(Given problem)
Reproduce every line of the material below, character for character, with no changes.

(Input records)
○ ○ ○ ○ ○
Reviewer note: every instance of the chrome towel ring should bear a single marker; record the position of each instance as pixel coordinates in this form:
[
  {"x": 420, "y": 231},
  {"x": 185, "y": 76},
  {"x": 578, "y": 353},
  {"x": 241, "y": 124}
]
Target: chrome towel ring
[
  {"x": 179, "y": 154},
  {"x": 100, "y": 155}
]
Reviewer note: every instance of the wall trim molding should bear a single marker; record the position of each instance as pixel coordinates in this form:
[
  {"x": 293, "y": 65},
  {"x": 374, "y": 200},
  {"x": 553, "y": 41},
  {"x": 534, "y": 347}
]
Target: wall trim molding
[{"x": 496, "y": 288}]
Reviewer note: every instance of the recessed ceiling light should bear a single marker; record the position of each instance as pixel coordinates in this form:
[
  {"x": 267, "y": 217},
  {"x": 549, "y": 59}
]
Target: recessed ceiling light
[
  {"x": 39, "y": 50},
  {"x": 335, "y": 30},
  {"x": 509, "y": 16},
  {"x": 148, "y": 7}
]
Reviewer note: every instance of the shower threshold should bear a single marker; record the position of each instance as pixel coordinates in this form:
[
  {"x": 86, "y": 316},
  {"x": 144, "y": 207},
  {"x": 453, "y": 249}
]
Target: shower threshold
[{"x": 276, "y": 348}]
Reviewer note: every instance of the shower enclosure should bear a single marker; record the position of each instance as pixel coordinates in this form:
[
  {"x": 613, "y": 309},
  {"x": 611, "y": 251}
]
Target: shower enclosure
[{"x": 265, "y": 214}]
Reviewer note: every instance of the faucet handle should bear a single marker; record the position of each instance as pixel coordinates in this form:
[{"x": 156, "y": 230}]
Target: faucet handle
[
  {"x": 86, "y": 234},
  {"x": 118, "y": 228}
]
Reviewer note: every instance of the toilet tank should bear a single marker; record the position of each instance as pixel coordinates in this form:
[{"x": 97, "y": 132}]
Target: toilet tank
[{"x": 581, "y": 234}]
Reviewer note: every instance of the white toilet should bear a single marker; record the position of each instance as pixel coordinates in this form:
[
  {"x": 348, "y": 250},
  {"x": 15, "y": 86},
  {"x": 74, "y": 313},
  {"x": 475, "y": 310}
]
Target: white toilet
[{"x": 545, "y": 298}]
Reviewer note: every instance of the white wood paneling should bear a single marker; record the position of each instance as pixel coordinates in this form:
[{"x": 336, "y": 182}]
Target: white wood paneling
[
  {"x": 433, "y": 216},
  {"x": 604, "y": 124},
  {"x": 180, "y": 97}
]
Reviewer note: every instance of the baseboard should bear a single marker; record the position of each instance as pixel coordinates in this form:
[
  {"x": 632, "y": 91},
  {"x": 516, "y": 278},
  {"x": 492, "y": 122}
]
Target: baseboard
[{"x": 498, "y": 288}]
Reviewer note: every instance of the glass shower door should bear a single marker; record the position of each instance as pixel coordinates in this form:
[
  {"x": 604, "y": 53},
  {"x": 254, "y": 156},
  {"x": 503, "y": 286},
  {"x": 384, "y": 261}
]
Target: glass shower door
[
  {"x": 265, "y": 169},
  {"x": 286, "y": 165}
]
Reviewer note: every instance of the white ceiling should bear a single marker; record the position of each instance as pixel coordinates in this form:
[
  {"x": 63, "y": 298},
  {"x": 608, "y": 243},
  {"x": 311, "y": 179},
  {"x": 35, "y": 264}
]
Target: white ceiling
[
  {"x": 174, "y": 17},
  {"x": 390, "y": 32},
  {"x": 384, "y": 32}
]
○ ○ ○ ○ ○
(Response below)
Reviewer note: every instance of the chrome towel ring should bear a single marker; record the position of each instance as pixel coordinates in this form:
[
  {"x": 420, "y": 231},
  {"x": 185, "y": 76},
  {"x": 578, "y": 353},
  {"x": 241, "y": 124}
]
Target: chrome towel ring
[
  {"x": 179, "y": 154},
  {"x": 100, "y": 155}
]
Reviewer note: every instance of the wall trim molding should bear a single marker; record the position of each instance as pixel coordinates in this form:
[
  {"x": 293, "y": 65},
  {"x": 374, "y": 200},
  {"x": 553, "y": 41},
  {"x": 534, "y": 347}
]
Target: wall trim molding
[{"x": 496, "y": 288}]
Reviewer note: every instance of the recessed ceiling light should bear a single marker; record the position of each instance as pixel coordinates in this form:
[
  {"x": 267, "y": 217},
  {"x": 549, "y": 59}
]
Target: recessed ceiling light
[
  {"x": 39, "y": 50},
  {"x": 335, "y": 30},
  {"x": 509, "y": 16},
  {"x": 148, "y": 7}
]
Reviewer note: every instance of the shower threshold should bear a single marker; record the position of each instance as pixel coordinates in this form:
[
  {"x": 86, "y": 316},
  {"x": 144, "y": 207},
  {"x": 453, "y": 249}
]
Target: shower threshold
[{"x": 276, "y": 348}]
Reviewer note: every instance of the shower enclosure should bear a single marker; record the position of each instance as pixel coordinates in this form:
[
  {"x": 613, "y": 309},
  {"x": 611, "y": 251}
]
Target: shower enclosure
[{"x": 265, "y": 214}]
Reviewer note: every instance of the faucet handle should bear a single marker; record the position of each instance as pixel coordinates in this form:
[{"x": 156, "y": 230}]
Target: faucet handle
[
  {"x": 86, "y": 234},
  {"x": 118, "y": 228}
]
Reviewer note: every instance of the toilet tank should bear a single marker; record the position of each instance as pixel coordinates in this form:
[{"x": 97, "y": 132}]
Target: toilet tank
[{"x": 581, "y": 234}]
Reviewer note: every instance of the white toilet should bear a single marker; record the position of each instance as pixel coordinates in this form:
[
  {"x": 348, "y": 250},
  {"x": 15, "y": 86},
  {"x": 74, "y": 313},
  {"x": 475, "y": 310}
]
Target: white toilet
[{"x": 545, "y": 298}]
Reviewer note: every instance of the white wood paneling should bear a single marker; record the position of each instance as pixel coordinates in this form:
[{"x": 336, "y": 182}]
Target: white wood paneling
[
  {"x": 433, "y": 216},
  {"x": 604, "y": 124},
  {"x": 180, "y": 97}
]
Reviewer note: every instance of the baseboard should bear a single marker; record the position of each instance as pixel coordinates in this form:
[
  {"x": 632, "y": 91},
  {"x": 516, "y": 278},
  {"x": 492, "y": 122}
]
Target: baseboard
[{"x": 498, "y": 288}]
Reviewer note: every instance of the glass shower door should bear a single marker; record the position of each instance as pixel coordinates in this form:
[
  {"x": 604, "y": 53},
  {"x": 254, "y": 156},
  {"x": 503, "y": 286},
  {"x": 384, "y": 261}
]
Target: glass shower door
[
  {"x": 265, "y": 169},
  {"x": 286, "y": 165}
]
Reviewer note: every instance of the white ceiling should bear a single marker; record the position of each instance as pixel coordinates in this form:
[
  {"x": 63, "y": 298},
  {"x": 608, "y": 243},
  {"x": 311, "y": 179},
  {"x": 35, "y": 264}
]
Target: white ceiling
[
  {"x": 174, "y": 17},
  {"x": 390, "y": 32},
  {"x": 384, "y": 32}
]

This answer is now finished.